## Your tasks
- 1) For each statement below, decide whether it agrees with the story of Mahir. Answer yes or no, and quote the deciding words of the story. (a) Mahir gathered with the Sufis right outside the city of Izmir. (b) On the day the unexpected happened, Mahir woke up late. (c) Mahir concluded that he had to visit Jalal, the headmaster of the dervish company.
- 2) Retype the portion of the story of Mahir from "It was just" to "much subtler ways.".
- 3) Write what comes next in the story of Mahir, beginning after its final sentence.

## Given text
/---

He realised all of that as he gathered with that company of Sufis, as they called each other, right outside the city of Izmir.
Mahir heard quite a lot about those sufis before deciding to join them. He heard so many different things on their behalf. He heard that they had lost their common sense, that they were mad, that they ruined their family’s reputation by leaving everything else aside and by joining this unconventional path.
Mahir did not fear of all this. He heard deeply in his hearth the burning desire to join that unusual fellowship. He knew when his hearth was telling him something he could not doubt. As a brave young man, he was rebellious enough to follow what his hearth whispered him.
“Remember Mahir”, once told him his uncle, “the rebellious ones are those who, over the centuries, gave humanity new ways of seeing things. All the prophets were not accepted by their fellows at their times, yet they did not give up. This is how things go”. Who knows, perhaps his uncle’s words plaid a part in his decision to join the company of dancing holy men.
Joining the Sufis was exactly how Mahir expected it, at first. A bunch of joyful people, dancing in circle and repeating the name of the Beloved. Everything was perfect, ecstatic, joyful. Nothing seemed to impair that bliss that Mahir had always experienced in the background of his consciousness and that finally seemed to have found the right foundation on which to grow.
Months had passed since he joined the Dervish. Mundane preoccupations were just a memory of the past. The future seemed to be one of bliss and divine enjoyment. Until the day were the unexpected happened.
On that day Mahir woke up early. He was going all the way to the central hall to start his daily work, as it was the rule of the community. As he was walking from his house to the hall something from the inside struck him. A deep sense of pride suddenly struck him like a thunderbolt. This feeling overcame to him quickly and deeply that Mahir did not even had the time to hide this feeling under some momentary distraction.
It was just unbelievably obvious to him how much his life had always been centred in his sense of superiority to other human beings. Even the holiest of his decisions, the one of joining the company of dancing dervishes, appeared to him as driven by a desire to gain importance, power and prestige, not in material terms, but in much subtler ways.
The more Mahir looked at this feeling the bigger the feeling seem to get.
After a few time the feeling grew so strongly that Mahir had a clear sense of exploding. Inside his brain a thousand voices suddenly appeared. Those voices were telling him how much he deserved to be recognised, that he was the holiest of his family, that he was the holiest of that company of dancing dervishes, that the was the holiest of the whole world. The voice was not stopping there. It started to remind him how well he did in school and that if he wanted he could start his studies again so that the whole world could benefit from the knowledge that was naturally flourishing in him.
Many other promises arose on that day in Mahir’s mind, many of which we cannot speak about because of decency.
Luckily for Mahir not all of his good will disappeared in a instant. He remembered what he had read on the Quran. He was well aware of the tricks that demons could play to the people in the search for God. He knew what had to be done. He had to visit Jalal, the headmaster of the dervish company to tell him all of his doubts and temptations.

\---

## Provided data
/---

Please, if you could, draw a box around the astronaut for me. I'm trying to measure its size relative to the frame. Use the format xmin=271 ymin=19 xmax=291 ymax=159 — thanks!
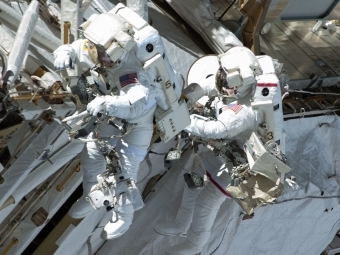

\---

## Written responses
- 1)
(a) Yes: "he gathered with that company of Sufis, as they called each other, right outside the city of Izmir."
(b) No: "On that day Mahir woke up early."
(c) Yes: "He had to visit Jalal, the headmaster of the dervish company to tell him all of his doubts and temptations."

- 2)
It was just unbelievably obvious to him how much his life had always been centred in his sense of superiority to other human beings. Even the holiest of his decisions, the one of joining the company of dancing dervishes, appeared to him as driven by a desire to gain importance, power and prestige, not in material terms, but in much subtler ways.

- 3)
“Beloved Master”, started Mahir. “Joining this company was the choice that most drew me closer to God. This is, at least, what I used to think before this day. Since this morning, however, there is a voice inside of me that screams so strongly it can’t be ignored. It tells about me. It tells about my place in the world. It tells about how you should sit at my place and how I should stand on your throne. It tells about all sort of unworldly things. I know that this voice is not true, but yet it won’t stop. I know that I am sinner. I am still the same sinner I was when I first joined. Oh Master, all of my search is just pure pride and I deserve nothing!”.
“Very well”, stated the Master, “I was waiting for you to come to this place. To be a Dervish is to accept God’s gifts, both in light as in darkness, as there is not without the other”. The Master stated.
“The human hearth is like a raw metal”, continued the Master, “to come to purity the metal has to suffer. It has to be put in hell’s fire and be beaten a thousand and more times. No metal has been born pure. Nor it is you, Mahir”.
Upon hearing those words Mahir’s pride intensified, just to quickly lead him to confusion and then desolation.
“But then tell me, beloved Master, what shall I do to overcome my pride? Because this pride squeezes me, like a bug under a shoe. Yet, I know there must be more. I have seen it in the past!”.
“You shall dance, Mahir”, stated the Master, “with your right palm asking for mercy and your left offering the world the blessings you’ll receive. In your dance you shall rotate, to remember that all in this world is a cycle in God’s will”.
From that day Mahir started to dance. He danced and danced and then he danced some more. He danced so much he could not remember his name. He danced so much that even his feeling of pride fell off. He danced until there was nothing else in this world apart for the dance itself.
Mahir finally became that dance, and the people looking at that dance, and impulse leading that dance. He became everything and only because Mahir was no more.
When the dance finally stopped Mahir returned to be who he was. He returned as Mahir, the dervish, with a hearth filled of gratitude. He knew in his hearth that that was just the beginning. The beginning of a wider dance in which to give roots to what he saw in his whirling bliss…
“Be empty of worrying. / Think of who created thought! / Why do you stay in prison / When the door is so wide open?” J. Rumi
How many times do we find ourselves chasing thoughts that take what we are, that immense space of love, and twist our perception of it in our minds. What is the need of following all of this? Thoughts are what they are, thoughts, and they all arise from nothing. Sometimes some stories, or versions of our selves, arise from that which we have already dropped, but that perhaps we are still afraid to say goodbye to. Do not be afraid of your own thoughts. To be scared of them would mean to be like that dog who is afraid of his own shadow. In reality the relationship with the shadow of our own thoughts is very different: wherever our attention go the thoughts follow, that’s all. But it is up to us to understand the nature of this relationship and possibly not allow those thoughts to become like an unbeatable monster. The truth, for how uncomfortable it might feel, is that we are already free from preconceived ideas of ourselves. The door for ourselves is already open, provided that we say the magic word. What we need, in short, just to say Yes.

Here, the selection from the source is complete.